PROVIDED PASSAGE:

*** Begin section ***

All of these projects make us wonder: Which features of a composition could best be modified, while retaining important aspects of the original music’s DNA? How quickly should this new kind of media change? Which network signals should feed into our compositional systems to update the media content? And perhaps most importantly, what might the dangers be? (Questions that, not for nothing, are spiritually similar — although pushed to a new extreme — to what any artist might ask themselves about a work in progress.) Feedback loops of this kind are often used in the design of web pages, where they optimize for “engagement.” What are the implications when these kinds of feedback loops are applied to music?
Conventional advice for musicians is to push as much content to social media streams as possible. This might be good advice for musicians, but it is definitely even more beneficial for the online media platforms that monetize our attention. Suppose that, instead of constantly pushing out new media, artists were able to spend more of their time refining existing work. Music is not the only space that stands to benefit from shifting the focus away from creating new content toward maintaining, cultivating and healing what exists already.
Critics of streaming media point out that popular music tends to sound more and more similar, as artists optimize their music for these platforms. The algorithms that curate our social media feeds rarely promote the best or the most interesting music — rather, they promote the most similar music. Counter-critics point out that even if the mainstream is homogenizing, streaming platforms also enable countless subgenres of more obscure music to flourish in the fringes of the mainstream. Both are correct, but both also miss a more important issue. As media on the fringe and in the mainstream is increasingly optimized, curated, and discovered by algorithms, we devalue the human role in all these aspects of music creation and consumption. Isn’t making, discovering, and listening to music as a human the only true value of music?

*** End section ***

Records taken from a dataset:
*** Begin section ***

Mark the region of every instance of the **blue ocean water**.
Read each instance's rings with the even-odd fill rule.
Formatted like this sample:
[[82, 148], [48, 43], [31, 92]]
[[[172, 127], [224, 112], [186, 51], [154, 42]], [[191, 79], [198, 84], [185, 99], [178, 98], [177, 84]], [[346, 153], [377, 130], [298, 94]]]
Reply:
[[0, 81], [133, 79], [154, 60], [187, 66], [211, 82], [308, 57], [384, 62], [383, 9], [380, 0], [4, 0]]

*** End section ***

EXERCISE DETAILS:
Summarize the passage about music and algorithms in two sentences. You can set the material aside; it plays no part here.

EXERCISE OUTPUT:
The passage asks what happens when engagement-optimizing feedback loops, common in web page design, are applied to music, and it imagines artists spending more time refining existing work instead of constantly pushing new content to platforms that monetize attention. It grants that streaming algorithms both homogenize the mainstream and let obscure subgenres flourish, but it argues that the larger issue is how algorithmic optimization, curation, and discovery devalue the human role in making and listening to music.